* _PROBLEM DETAILS_
Continue the message below about dropping segment files from a Solr index, starting right after its final words.

* _SOURCE EXCERPT_
---
Stefan, Mike,
Appreciate your responses! I spent some time analyzing your inputs and
going further down the rabbit hole.

I looked at the IndexRearranger code you referenced where it tries to drop
the segment. I see that it eventually gets handled via
IndexFileDeleter.checkpoint() through file refCounts (=0 for deletion
criteria). The same method also gets called as part of IndexWrtier.commit()
flow (Inside finishCommit()). So in an ideal scenario a commit should have
taken care of dropping the segment files. So that tells me the refCounts
for the files are not getting set to 0. I have a fair suspicion the
reindexing process running on the same index inside the same JVM has to do
something with it.

Thanks for the caution on Approach 2 ...good to at least be able to
continue on one train of thought. As mentioned in my response to Stefan,
the reindexing is going on *inside* of the Solr JVM as an asynchronous
thread and not as a separate process. So I believe the open reader you are
alluding to might be the one I am opening to through
(?) . However, looking at the code, I am seeing IndexFileDeleter.incRef()
---
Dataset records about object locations
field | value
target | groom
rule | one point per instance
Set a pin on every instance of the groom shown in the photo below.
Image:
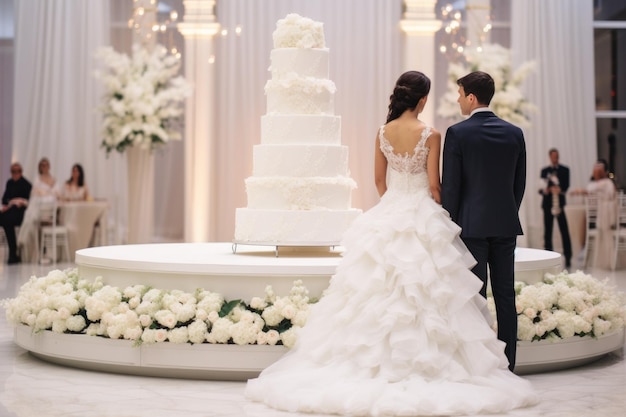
(484, 177)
---
* _FINAL RESULT_
only on the files in SegmentCommitInfos.

Does an incRef() also happen when an IndexReader is opened ?

Note:The index is a mix of 7.x and 8.x segments (on Solr 8.x). By extending
TMP and overloading findMerges() I am preventing 7.x segments from
participating in merges, and the code only reindexes these 7.x segments
into the same index, segment-by-segment.
In the current tests I am performing, there are no parallel search or
indexing threads through an external request. The reindexing is the only
process interacting with the index. The goal is to eventually have this
running alongside any parallel indexing/search requests on the index.
Also, as noted earlier, by inspecting the SegmentInfos , I can see the 7.x
segment progressively reducing, but the files never get cleared.

If it is my reader that is throwing off the refCount for Solr, what could
be another way of reading the index without bloating it up with 0 doc

I will also try floating this in the Solr list to get answers to some of
the questions you pose around Solr's handling of readers..


On Thu, Aug 31, 2023 at 6:48 AM Michael McCandless <> wrote:

> Hi Rahul,
> Please do not pursue Approach 2 :)  ReadersAndUpdates.release is not
> something the application should be calling.  This path can only lead to
> pain.
> It sounds to me like something in Solr is holding an old reader (maybe the
> last commit point, or reader prior to the refresh after you re-indexed all
> docs in a given now 100% deleted segment) open.
> Does Solr keep old readers open, older than the most recent commit?  Do
> you have queries in flight that might be holding the old reader open?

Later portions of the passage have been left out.